With no line left out, restate the data word for word.

--- Data provided Enclosed Below ---

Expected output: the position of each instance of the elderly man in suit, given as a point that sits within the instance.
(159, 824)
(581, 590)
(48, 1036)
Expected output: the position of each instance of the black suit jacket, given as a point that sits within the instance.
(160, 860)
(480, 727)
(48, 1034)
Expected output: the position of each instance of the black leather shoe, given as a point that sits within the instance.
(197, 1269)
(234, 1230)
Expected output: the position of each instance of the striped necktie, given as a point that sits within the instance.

--- End of Enclosed Data provided ---

## Answer box
Expected output: the position of each instance of the elderly man in suit, given as a point that sits within the instance.
(159, 824)
(581, 590)
(48, 1036)
Expected output: the position of each instance of the black suit jacket, given as a point that sits within the instance.
(160, 860)
(480, 727)
(48, 1034)
Expected output: the position of each instance of the black leather shoe, given as a point that sits within the instance.
(197, 1269)
(234, 1230)
Expected output: the position of each instance of the striped necktie, given as a point that sits within the instance.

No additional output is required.